╭──

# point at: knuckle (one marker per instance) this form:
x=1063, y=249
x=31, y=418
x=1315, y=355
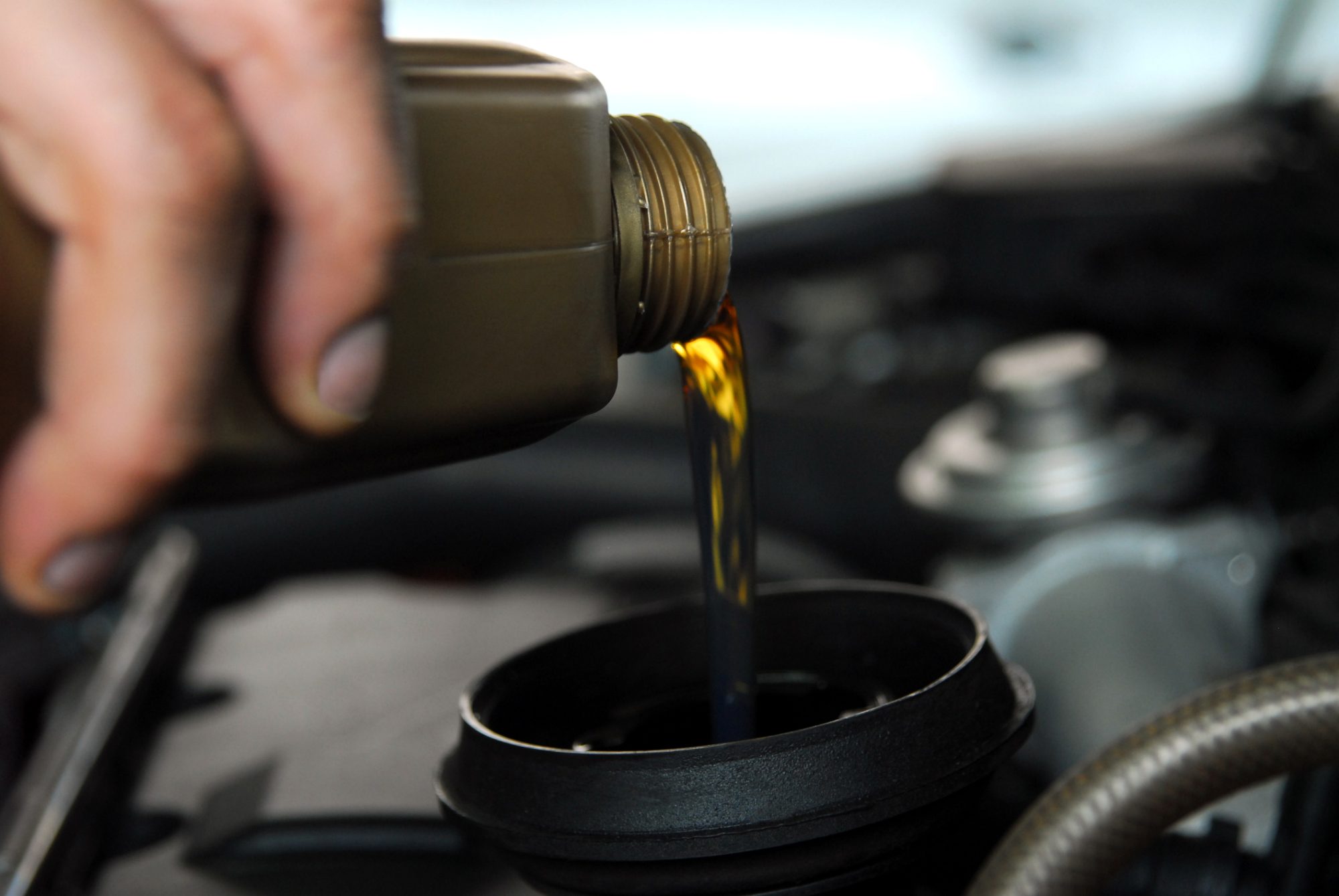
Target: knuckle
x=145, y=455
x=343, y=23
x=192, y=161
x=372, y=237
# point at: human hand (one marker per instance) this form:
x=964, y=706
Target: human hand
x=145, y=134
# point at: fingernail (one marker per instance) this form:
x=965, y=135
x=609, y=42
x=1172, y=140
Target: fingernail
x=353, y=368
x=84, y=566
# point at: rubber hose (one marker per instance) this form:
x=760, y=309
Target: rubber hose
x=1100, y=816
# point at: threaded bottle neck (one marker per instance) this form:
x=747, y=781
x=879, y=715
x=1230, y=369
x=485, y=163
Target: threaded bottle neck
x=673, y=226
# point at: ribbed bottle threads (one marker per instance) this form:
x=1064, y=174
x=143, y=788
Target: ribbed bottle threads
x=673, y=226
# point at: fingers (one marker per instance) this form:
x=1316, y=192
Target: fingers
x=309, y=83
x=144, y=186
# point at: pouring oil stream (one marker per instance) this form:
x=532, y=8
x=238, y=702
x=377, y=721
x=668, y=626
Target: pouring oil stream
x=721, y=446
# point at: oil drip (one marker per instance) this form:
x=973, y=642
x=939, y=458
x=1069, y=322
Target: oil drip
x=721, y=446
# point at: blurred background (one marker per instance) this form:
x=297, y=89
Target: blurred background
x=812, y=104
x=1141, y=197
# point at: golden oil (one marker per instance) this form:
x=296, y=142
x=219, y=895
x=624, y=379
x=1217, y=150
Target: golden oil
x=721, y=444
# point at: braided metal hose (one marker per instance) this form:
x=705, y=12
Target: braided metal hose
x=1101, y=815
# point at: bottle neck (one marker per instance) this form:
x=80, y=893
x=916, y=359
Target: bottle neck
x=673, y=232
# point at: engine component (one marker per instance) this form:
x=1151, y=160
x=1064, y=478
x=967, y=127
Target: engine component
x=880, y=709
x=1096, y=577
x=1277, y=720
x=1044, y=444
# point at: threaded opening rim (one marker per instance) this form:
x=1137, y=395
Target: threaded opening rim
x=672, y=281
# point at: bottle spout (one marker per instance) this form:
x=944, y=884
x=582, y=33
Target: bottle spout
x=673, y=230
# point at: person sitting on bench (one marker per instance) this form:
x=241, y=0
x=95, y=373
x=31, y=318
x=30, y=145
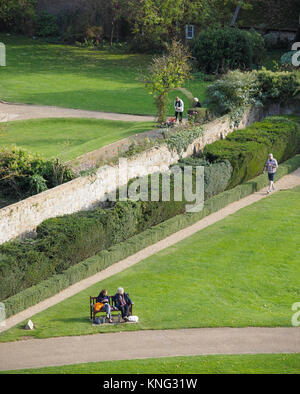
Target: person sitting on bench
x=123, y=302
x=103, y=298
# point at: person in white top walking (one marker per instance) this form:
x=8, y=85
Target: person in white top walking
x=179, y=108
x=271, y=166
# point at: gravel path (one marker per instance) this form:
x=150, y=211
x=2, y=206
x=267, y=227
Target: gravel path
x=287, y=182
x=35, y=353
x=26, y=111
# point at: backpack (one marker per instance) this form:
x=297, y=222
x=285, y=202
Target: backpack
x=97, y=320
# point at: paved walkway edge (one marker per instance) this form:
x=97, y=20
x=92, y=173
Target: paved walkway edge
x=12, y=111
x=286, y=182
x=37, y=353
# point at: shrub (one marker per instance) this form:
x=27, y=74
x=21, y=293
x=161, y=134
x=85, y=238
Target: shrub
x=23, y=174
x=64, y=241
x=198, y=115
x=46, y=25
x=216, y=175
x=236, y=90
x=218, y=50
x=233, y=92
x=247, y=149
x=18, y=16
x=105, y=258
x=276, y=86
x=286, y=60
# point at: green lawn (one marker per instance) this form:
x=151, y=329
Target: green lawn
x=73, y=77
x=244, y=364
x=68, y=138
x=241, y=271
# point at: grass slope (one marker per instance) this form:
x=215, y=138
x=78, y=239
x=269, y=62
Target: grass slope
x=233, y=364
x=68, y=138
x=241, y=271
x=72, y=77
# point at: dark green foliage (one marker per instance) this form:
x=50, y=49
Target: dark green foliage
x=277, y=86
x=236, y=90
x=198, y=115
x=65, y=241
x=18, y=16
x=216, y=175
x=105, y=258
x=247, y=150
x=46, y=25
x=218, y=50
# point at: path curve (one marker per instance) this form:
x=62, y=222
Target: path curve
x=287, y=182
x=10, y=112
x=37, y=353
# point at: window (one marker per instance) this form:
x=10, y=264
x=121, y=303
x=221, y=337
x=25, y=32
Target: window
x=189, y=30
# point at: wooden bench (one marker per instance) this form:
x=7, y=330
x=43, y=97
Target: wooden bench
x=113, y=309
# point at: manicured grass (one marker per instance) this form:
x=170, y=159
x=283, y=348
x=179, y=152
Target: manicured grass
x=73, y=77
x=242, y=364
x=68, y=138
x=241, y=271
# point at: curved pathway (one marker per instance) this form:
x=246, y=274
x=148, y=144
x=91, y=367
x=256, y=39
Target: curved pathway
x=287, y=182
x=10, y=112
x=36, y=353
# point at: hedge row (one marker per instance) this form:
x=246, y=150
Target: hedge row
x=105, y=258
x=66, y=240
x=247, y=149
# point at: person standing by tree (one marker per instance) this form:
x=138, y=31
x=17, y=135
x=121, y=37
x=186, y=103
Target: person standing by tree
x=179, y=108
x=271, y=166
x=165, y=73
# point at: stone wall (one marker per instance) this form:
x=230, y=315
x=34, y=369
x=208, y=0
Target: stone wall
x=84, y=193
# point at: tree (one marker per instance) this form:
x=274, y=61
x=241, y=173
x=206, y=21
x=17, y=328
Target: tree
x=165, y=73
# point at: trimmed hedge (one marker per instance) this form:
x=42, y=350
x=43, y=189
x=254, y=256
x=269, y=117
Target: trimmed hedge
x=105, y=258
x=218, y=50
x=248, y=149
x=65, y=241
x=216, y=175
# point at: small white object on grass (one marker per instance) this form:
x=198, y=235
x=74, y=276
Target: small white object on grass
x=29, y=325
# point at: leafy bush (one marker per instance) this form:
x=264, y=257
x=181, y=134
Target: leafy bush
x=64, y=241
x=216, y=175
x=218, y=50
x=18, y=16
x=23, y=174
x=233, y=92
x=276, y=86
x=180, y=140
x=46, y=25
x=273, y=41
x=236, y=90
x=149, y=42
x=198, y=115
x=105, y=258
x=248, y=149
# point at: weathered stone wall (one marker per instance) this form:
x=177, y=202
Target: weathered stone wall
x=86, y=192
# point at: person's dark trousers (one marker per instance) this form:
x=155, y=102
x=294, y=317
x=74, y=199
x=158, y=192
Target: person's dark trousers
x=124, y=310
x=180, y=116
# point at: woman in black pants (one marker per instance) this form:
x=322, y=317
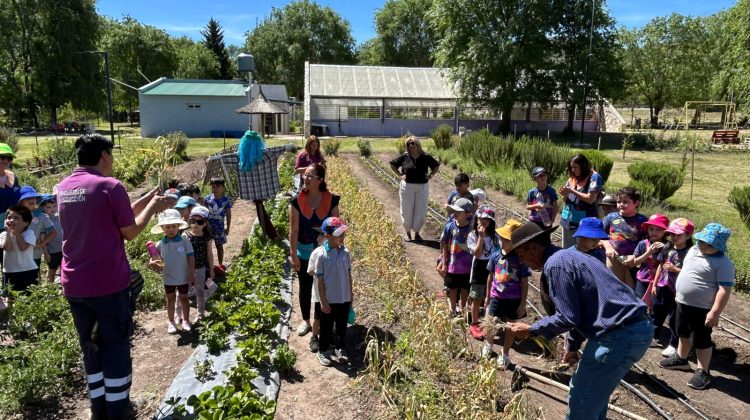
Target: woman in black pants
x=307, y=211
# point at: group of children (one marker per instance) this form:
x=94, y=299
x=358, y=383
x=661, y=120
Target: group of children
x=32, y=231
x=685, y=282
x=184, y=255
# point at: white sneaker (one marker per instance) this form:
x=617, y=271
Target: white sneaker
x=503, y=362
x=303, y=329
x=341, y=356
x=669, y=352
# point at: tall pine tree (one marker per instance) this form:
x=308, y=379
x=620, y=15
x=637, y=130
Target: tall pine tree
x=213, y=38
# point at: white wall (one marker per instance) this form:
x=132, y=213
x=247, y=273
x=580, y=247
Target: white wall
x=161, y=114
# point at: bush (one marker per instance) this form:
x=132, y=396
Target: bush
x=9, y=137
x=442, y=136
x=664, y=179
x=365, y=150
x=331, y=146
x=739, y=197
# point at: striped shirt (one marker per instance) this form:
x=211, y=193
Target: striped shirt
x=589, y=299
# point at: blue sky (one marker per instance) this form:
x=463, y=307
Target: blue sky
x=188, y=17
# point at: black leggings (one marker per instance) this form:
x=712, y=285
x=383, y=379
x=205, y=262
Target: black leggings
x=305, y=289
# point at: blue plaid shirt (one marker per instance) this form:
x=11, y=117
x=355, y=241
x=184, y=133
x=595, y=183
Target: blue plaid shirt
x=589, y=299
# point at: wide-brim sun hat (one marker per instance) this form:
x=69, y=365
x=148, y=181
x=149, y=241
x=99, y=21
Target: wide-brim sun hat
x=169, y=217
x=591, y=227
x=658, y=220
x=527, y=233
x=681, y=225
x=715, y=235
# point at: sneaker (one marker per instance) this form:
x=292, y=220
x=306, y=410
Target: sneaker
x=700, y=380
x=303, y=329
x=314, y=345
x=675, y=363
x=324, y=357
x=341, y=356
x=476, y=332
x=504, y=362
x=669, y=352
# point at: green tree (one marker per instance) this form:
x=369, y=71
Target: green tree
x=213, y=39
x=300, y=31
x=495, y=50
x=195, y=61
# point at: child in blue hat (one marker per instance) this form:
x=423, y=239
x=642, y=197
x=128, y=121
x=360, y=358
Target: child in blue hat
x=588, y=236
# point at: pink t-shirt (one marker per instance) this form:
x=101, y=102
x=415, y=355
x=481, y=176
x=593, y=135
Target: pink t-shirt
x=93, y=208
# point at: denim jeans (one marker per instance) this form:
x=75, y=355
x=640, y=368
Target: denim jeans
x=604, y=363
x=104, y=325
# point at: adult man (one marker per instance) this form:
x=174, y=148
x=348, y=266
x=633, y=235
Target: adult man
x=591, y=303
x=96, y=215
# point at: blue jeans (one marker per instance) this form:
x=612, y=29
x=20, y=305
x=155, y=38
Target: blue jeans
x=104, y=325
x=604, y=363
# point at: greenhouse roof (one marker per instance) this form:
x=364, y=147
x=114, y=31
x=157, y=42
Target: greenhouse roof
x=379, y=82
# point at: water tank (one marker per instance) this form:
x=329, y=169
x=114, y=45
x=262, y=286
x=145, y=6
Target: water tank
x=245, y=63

╰──

**WHAT YOU NEED TO DO:** Only one part of the material above is to be transcribed, namely the lines starting with the line that has "# point at: person in" and going on through the line that has "# point at: backpack", exactly as they stand.

**OUTPUT OF THE TASK:**
# point at: person in white top walking (one marker per instance) this form:
x=8, y=85
Target: person in white top walking
x=179, y=108
x=271, y=166
# point at: gravel path (one marker per instance) this form:
x=150, y=211
x=2, y=206
x=267, y=227
Target: gravel path
x=287, y=182
x=35, y=353
x=26, y=111
# point at: backpack (one marker per instance) this form:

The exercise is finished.